Records shown ▸

[BEGIN]

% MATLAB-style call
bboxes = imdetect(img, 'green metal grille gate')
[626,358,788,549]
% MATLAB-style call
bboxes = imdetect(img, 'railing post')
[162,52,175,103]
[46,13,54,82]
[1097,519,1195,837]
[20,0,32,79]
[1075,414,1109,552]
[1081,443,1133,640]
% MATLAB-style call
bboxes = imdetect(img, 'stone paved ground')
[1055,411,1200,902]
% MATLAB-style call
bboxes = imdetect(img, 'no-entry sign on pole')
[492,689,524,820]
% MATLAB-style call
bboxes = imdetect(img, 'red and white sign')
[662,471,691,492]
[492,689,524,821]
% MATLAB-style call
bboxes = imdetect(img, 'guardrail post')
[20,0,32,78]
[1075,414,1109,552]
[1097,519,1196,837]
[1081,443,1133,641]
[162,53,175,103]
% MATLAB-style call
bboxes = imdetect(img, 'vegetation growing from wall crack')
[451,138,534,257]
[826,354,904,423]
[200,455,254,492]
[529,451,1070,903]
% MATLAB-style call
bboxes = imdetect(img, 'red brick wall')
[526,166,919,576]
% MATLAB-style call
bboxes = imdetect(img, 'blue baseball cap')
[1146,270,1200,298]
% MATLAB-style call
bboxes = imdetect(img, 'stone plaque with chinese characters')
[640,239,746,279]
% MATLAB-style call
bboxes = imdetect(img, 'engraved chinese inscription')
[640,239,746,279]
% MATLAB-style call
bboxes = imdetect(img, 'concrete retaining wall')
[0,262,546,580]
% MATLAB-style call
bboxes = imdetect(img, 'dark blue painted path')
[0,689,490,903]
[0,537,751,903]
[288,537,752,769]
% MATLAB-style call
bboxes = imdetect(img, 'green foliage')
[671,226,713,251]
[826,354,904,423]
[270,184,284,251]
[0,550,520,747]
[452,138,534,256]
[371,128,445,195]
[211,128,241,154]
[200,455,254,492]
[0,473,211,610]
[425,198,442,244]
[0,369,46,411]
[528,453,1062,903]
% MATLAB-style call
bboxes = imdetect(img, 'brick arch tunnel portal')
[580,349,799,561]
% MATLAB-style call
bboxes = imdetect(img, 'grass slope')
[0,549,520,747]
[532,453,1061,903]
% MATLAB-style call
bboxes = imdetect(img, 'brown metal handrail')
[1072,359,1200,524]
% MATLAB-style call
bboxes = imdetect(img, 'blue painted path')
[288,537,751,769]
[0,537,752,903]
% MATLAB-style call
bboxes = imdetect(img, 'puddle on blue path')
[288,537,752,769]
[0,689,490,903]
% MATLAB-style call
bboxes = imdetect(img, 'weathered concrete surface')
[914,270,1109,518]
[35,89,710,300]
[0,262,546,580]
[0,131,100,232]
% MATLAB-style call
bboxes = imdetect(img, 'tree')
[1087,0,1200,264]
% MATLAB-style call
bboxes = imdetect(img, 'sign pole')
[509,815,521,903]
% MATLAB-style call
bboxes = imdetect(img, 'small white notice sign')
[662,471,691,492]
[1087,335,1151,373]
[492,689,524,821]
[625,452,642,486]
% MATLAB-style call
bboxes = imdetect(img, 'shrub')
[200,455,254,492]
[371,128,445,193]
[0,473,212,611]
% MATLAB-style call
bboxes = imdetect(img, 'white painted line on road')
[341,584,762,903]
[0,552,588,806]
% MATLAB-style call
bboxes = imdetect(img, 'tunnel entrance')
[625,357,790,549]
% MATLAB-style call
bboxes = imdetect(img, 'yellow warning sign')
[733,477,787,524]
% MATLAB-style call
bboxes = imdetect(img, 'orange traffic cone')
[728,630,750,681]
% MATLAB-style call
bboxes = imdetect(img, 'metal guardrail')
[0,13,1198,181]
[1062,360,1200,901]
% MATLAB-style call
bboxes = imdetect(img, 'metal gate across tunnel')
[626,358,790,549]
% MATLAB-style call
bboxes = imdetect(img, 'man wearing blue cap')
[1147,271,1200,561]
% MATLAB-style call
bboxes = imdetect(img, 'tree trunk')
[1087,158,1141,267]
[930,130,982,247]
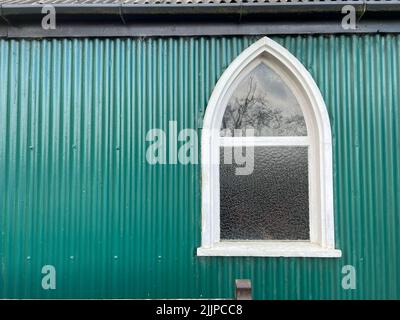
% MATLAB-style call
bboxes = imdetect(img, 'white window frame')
[197,37,341,257]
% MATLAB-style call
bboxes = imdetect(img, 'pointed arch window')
[197,37,341,257]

[END]

Copy out each line above that contains the string "tree".

Task answer ▸
bboxes = imdetect(img, 'tree')
bboxes = imdetect(img, 'tree trunk')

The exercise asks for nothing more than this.